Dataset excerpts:
↓↓↓

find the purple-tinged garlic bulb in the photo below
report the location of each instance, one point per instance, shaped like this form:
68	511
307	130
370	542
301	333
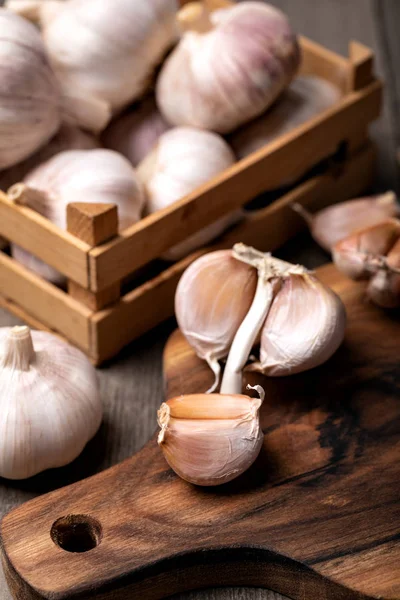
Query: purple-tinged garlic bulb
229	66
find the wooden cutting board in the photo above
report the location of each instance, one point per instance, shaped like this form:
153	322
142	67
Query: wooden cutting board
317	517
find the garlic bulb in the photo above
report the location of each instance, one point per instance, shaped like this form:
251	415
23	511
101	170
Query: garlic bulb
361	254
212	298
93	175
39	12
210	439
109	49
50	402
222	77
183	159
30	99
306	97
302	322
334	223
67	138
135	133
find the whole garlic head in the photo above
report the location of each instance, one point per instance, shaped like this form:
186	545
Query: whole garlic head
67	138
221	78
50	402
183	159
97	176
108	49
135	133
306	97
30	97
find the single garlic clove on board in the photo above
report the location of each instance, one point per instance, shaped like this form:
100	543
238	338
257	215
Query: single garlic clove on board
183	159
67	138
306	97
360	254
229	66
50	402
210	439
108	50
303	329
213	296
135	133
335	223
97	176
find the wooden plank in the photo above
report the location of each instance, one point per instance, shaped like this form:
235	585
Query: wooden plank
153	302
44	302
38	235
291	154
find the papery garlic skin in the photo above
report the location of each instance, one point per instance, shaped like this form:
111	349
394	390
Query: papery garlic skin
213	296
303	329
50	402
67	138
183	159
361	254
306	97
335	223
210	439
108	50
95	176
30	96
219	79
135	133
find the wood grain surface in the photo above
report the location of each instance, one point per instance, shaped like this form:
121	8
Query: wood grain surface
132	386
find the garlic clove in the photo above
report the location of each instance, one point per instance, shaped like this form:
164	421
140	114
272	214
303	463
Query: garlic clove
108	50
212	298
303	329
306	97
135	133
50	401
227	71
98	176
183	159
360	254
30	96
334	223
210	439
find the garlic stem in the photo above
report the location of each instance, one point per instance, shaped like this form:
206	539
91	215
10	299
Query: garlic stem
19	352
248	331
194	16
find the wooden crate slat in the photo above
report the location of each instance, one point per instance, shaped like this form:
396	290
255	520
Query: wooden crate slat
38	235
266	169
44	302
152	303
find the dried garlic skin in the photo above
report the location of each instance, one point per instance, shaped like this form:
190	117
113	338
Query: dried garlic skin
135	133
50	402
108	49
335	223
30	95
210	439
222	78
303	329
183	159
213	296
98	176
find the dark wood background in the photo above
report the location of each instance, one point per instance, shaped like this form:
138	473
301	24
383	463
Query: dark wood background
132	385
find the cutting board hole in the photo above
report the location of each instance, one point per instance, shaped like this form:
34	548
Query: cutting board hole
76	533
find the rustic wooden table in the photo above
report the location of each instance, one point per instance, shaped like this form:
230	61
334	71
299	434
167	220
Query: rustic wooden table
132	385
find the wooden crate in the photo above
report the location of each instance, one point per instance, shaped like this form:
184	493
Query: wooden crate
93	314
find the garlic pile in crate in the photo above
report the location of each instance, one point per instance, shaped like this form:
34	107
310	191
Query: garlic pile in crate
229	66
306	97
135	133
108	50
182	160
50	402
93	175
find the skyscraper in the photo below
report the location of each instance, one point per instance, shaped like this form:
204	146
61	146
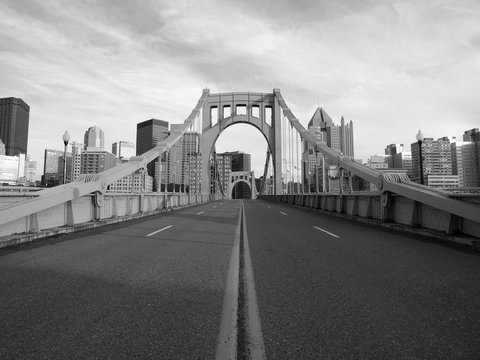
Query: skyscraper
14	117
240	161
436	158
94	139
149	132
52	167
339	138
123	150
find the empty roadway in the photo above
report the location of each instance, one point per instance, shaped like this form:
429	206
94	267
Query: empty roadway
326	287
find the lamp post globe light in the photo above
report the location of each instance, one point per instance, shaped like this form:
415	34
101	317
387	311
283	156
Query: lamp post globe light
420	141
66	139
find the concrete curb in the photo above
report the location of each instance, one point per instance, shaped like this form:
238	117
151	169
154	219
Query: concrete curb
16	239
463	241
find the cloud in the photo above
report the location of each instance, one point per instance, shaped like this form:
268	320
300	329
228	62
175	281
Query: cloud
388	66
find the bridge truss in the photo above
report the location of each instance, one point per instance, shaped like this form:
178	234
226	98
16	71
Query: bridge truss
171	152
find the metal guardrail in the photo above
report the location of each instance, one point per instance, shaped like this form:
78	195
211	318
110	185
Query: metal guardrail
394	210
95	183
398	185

↑↑↑

* What you should do
Here the job is to print all the data exactly, skipping any image.

* Written solution
find the purple-tinged garlic bulb in the photo below
report the location of each instance, one point per instance, shaped like this form:
68	511
307	130
370	542
301	333
Query: purple-tinged garlic bulb
229	66
find the wooden cutting board in the photo above
report the location of each instance, one point per instance, shaped like this form:
153	322
142	67
Query: wooden cutting board
317	517
find the garlic bulb in the photo above
report the location of each instance, one point per instance, shaped like this form:
251	415
23	511
101	170
Query: garlic bulb
361	254
212	298
93	175
39	12
210	439
109	49
50	402
222	77
183	159
30	99
306	97
302	322
334	223
67	138
135	133
find the whole garlic head in the photo above
report the location of each instance, one point per instance, shaped like this form:
186	545
Query: whole garlic head
67	138
221	78
50	402
183	159
97	176
108	49
135	133
306	97
30	97
find the single garlic clove on board in the photo above
report the location of each instance, one point per instance, shaped like this form:
100	543
238	338
257	215
Query: single garlic clove on board
183	159
67	138
306	97
360	254
229	66
50	402
210	439
108	50
303	329
213	296
135	133
335	223
97	176
find the wooden plank in the photo above
report the location of each instance, one point per instance, shaped like this form:
235	585
Query: wooden plank
153	302
44	302
38	235
291	154
find the papery garlic skin in the photo above
report the location of each instance, one point per instance, shaped like this form:
111	349
394	390
Query: papery garlic skin
213	296
303	329
50	402
67	138
183	159
361	254
306	97
335	223
210	439
108	50
95	176
30	96
219	79
135	133
find the wood grain surface in the photo above
report the location of each instance, one point per instance, shaped like this form:
121	8
Query: wood grain surface
132	386
find the garlic clove in the photo above
report the location of each instance, one point per instance, shaped like this form:
164	421
140	114
272	214
303	463
Query: garlic clove
108	50
212	298
303	329
306	97
135	133
50	401
227	71
98	176
183	159
360	254
30	96
334	223
210	439
find the garlic stem in the photo above
report the location of each instance, one point per instance, shaped like this form:
206	539
91	215
10	299
Query: garlic stem
19	352
248	331
194	16
find the wooden crate slat in the photo above
report the location of each instance, one point per instance, shaped like this form:
396	290
255	520
Query: wooden crate slat
38	235
266	169
44	302
152	303
find the dried garlic skin in the photo above
report the location of each instance, one point per instance, shaped like this form:
190	117
113	338
Query: dried garlic skin
135	133
50	402
108	49
335	223
30	95
210	439
222	78
303	329
183	159
213	296
98	176
find the dark wood background in the photo above
report the location of each instance, one point per instance, shaped like this form:
138	473
301	24
383	463
Query: dark wood background
132	385
find the cutting board hole in the photo above
report the location of each instance, one point per instance, shaped like this form:
34	548
Query: cutting board hole
76	533
find the rustic wooden table in the photo above
report the location of each instance, one point per instance, shaped like this form:
230	61
334	71
299	434
167	220
Query: rustic wooden table
132	385
find the wooden crate in the photo above
report the location of each instance, one point per instance, shaped like this form:
184	493
Query: wooden crate
93	314
find the garlic pile in crate in the photo above
report the location of each instance, one point per instance, shaped like this form:
34	107
310	191
Query: garlic pile in crate
229	66
306	97
135	133
108	50
182	160
50	402
93	175
find the skyscraper in the photo below
report the location of each instance, one point per instance, shaped like this form:
204	146
61	146
Query: skyscraper
14	117
240	161
436	158
94	139
149	132
52	167
339	138
123	150
find the empty roadway in the photo above
report the location of each instance, one point per instance, shaped like this form:
429	206
94	267
Query: empty roadway
326	287
find the lamp post globe light in the photo above
report the location of each instance, one point per instance, shaped like this form:
415	34
101	317
387	311
283	156
Query: lamp post globe light
420	141
66	139
find the concrete curb in the photo above
report the location of each instance, one point per instance, shaped like this form:
238	117
151	169
154	219
Query: concrete curb
16	239
463	241
find the cloud in the photo above
report the location of each instance, one point per instance, shaped like this form:
268	320
300	329
228	62
175	281
Query: cloud
388	66
find the bridge truss in the photo above
report the location of each instance, one point per instance, shaped like this form:
178	234
226	98
16	71
Query: bridge truss
171	152
find the metal guardrail in the photo above
report the location of each instance, one point per instance, shaped like this form:
78	195
211	318
110	185
Query: metal guardrail
394	210
95	183
398	185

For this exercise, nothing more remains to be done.